(Instructions for the task):
Reproduce the lines below verbatim, leaving out any picture from your output.

(Data):
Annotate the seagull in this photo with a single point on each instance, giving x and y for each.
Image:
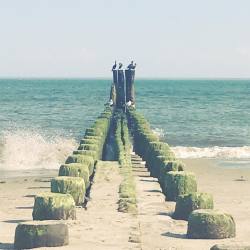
(133, 66)
(114, 66)
(130, 66)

(Solution):
Annotate the seagull in this photo with a single point on each instance, giving x and y for each.
Image:
(133, 66)
(114, 66)
(130, 66)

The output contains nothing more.